- PROBLEM TO SOLVE -
Transcribe the data as written, minus images.
══ SOURCE DATA ══
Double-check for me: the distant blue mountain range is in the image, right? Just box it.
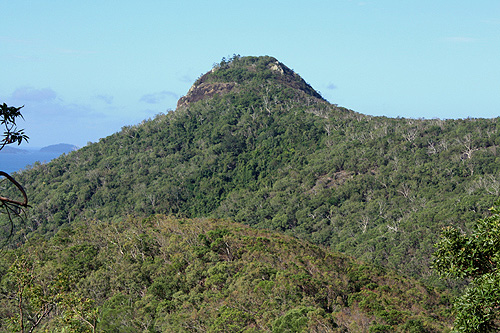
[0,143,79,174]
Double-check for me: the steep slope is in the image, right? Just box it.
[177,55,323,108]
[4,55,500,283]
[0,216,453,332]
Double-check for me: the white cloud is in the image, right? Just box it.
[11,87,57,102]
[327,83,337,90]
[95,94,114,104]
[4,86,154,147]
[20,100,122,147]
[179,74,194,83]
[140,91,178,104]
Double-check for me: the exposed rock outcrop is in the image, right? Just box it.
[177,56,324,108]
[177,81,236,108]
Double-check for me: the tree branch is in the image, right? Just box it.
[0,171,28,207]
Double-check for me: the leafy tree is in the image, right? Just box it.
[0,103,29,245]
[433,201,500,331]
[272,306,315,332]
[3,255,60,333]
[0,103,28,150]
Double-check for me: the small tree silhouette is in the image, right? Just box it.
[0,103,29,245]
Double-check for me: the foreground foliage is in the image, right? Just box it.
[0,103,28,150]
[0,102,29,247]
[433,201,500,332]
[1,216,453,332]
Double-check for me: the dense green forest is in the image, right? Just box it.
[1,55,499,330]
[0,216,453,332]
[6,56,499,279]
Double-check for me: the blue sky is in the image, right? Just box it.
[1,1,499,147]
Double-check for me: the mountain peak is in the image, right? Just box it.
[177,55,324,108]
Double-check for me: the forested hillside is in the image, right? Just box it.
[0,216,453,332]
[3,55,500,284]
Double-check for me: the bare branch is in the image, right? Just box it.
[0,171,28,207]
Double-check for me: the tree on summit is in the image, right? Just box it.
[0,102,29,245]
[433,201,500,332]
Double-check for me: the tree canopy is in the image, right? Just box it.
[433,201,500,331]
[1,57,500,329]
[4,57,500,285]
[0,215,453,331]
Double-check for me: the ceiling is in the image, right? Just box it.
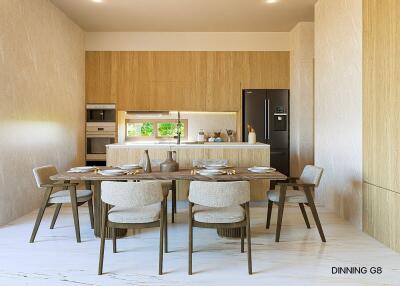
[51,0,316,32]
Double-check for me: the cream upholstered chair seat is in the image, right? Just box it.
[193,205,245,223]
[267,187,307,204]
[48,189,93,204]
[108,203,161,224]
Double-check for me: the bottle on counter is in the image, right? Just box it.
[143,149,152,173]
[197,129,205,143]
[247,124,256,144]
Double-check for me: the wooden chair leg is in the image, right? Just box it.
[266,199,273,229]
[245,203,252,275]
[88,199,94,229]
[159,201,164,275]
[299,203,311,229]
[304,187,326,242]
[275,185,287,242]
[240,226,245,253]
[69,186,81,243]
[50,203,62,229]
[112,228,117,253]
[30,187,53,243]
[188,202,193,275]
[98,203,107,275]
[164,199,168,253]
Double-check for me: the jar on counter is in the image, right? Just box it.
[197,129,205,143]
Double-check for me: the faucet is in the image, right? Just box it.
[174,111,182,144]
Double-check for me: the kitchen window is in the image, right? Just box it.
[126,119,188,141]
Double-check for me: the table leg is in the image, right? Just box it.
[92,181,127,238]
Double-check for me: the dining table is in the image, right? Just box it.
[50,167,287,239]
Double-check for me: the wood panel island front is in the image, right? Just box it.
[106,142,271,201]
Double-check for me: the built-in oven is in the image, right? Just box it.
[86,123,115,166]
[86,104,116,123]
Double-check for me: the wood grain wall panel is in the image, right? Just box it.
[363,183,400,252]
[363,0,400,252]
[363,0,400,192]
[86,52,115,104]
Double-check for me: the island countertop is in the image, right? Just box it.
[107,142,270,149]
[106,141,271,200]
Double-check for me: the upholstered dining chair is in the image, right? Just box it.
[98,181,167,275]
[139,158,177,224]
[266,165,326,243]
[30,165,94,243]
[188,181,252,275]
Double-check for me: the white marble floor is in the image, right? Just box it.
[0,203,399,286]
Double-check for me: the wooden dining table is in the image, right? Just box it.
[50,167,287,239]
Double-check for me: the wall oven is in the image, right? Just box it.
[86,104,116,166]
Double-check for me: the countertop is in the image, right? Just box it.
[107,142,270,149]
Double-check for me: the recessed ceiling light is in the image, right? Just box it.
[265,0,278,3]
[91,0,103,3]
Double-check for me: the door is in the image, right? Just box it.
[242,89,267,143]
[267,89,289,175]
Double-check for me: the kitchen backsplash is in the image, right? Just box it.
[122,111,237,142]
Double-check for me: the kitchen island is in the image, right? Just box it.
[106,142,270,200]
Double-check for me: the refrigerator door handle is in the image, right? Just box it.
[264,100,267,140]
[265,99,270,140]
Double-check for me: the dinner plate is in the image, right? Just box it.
═══
- WRITTEN SOLUTION -
Double-check for me: the distant blue mountain range is in the image, right? Just box it.
[0,143,79,174]
Double-check for me: the steep slope is in the image, right? Just box it.
[177,55,323,108]
[4,55,500,283]
[0,216,453,332]
Double-check for me: the white cloud is in the image, right? Just box it.
[11,87,57,102]
[327,83,337,90]
[95,94,114,104]
[4,86,154,147]
[20,100,122,147]
[179,74,194,83]
[140,91,178,104]
Double-check for me: the exposed rock outcrop is in the image, right? Just box it.
[177,56,324,108]
[177,81,236,108]
Double-check for me: the tree branch is in the image, right? Just box it.
[0,171,28,207]
Double-check for me: the leafy tree is in the image, right? Just box it.
[0,103,29,245]
[433,201,500,331]
[272,306,315,332]
[3,255,60,333]
[0,103,28,150]
Double-check for me: the small tree silhouette is in the image, right? Just box it.
[0,103,29,245]
Double-check for me: the foreground foliage is in the image, right? Just box it.
[0,103,28,150]
[0,102,29,247]
[433,201,500,332]
[1,216,453,332]
Double-check for me: the dense green forest is in the image, right? Just box it.
[1,55,499,330]
[0,216,453,332]
[6,56,499,279]
Double-check for me: the blue sky is in the image, right? Just box it.
[1,1,499,147]
Double-check for me: the mountain peak is in the image, right? Just box it.
[177,55,324,108]
Double-check for me: the forested hillside is in the image, right? Just box it.
[0,216,453,332]
[3,55,500,284]
Double-check for me: the bare branch is in the image, right? Just box it.
[0,171,28,207]
Double-check for me: the tree on summit is in the image, right? Just box it.
[0,102,29,245]
[433,201,500,332]
Double-check for me: the tree canopy is in the image, right? Just box it.
[433,201,500,331]
[1,57,500,329]
[4,57,500,285]
[0,215,453,331]
Double-check for me: the ceiling is in the image, right? Just box it.
[51,0,316,32]
Double-check for me: the cream upholstered chair seat is in the image, right? Just box it.
[193,205,245,223]
[267,187,307,204]
[48,189,93,204]
[108,203,161,224]
Double-check for me: the bottle on counter is in the image, right? Just box it.
[143,149,152,173]
[197,129,205,143]
[247,124,256,144]
Double-check for me: the wooden chair leg is in the image, right? Just box it.
[266,199,273,229]
[245,203,252,275]
[88,199,94,229]
[159,201,164,275]
[299,203,311,229]
[304,187,326,242]
[275,185,287,242]
[240,226,245,253]
[69,186,81,243]
[50,203,62,229]
[112,228,117,253]
[30,187,53,243]
[188,202,193,275]
[98,203,107,275]
[164,199,168,253]
Double-check for me: the jar on counter is in the image, right? Just box it.
[197,129,205,143]
Double-check for me: the faucet is in the image, right? Just box it.
[174,111,182,144]
Double-check for me: the kitchen window is in the image, right? Just box it.
[126,119,188,141]
Double-check for me: the table leg is in the image, right? Just box it.
[92,181,127,238]
Double-check for me: the dining table is in the image, right? Just box it.
[50,167,287,239]
Double-check for me: the wood panel island front is in the image, right? Just box it.
[106,142,271,201]
Double-check for me: the built-in oven is in the image, right? Just box it.
[86,123,115,166]
[86,104,116,123]
Double-check for me: the wood grain wall panel is in the image, right? Just box it.
[363,183,400,252]
[363,0,400,252]
[363,0,400,192]
[86,52,115,104]
Double-check for me: the island countertop is in the image, right? Just box it.
[107,142,270,149]
[106,141,271,200]
Double-check for me: the upholstered dining chair is in the image, right? Just box it.
[98,181,167,275]
[139,158,177,224]
[266,165,326,243]
[30,165,94,243]
[188,181,252,275]
Double-check for me: the white marble floor is in the image, right? Just box it.
[0,203,399,286]
Double-check for me: the wooden dining table is in the image, right? Just box it.
[50,167,287,239]
Double-check for me: the wall oven is in the image, right? Just box it.
[86,104,116,166]
Double-check for me: the countertop is in the image, right? Just box it.
[107,142,270,149]
Double-check for me: the recessed ceiling light is in the image, right? Just box it.
[265,0,278,3]
[91,0,103,3]
Double-check for me: the door is in the image, right? Just box it.
[242,89,267,143]
[267,89,289,175]
Double-check for me: the kitchen backsplash is in the image, right? Just box it.
[122,111,237,142]
Double-check for me: the kitchen island is in the image, right? Just box it.
[106,142,270,200]
Double-check for me: the refrigerator door handle is in the image, right? Just box it.
[264,100,267,140]
[265,99,270,140]
Double-check for me: the dinner plate is in the image, right? Just box it.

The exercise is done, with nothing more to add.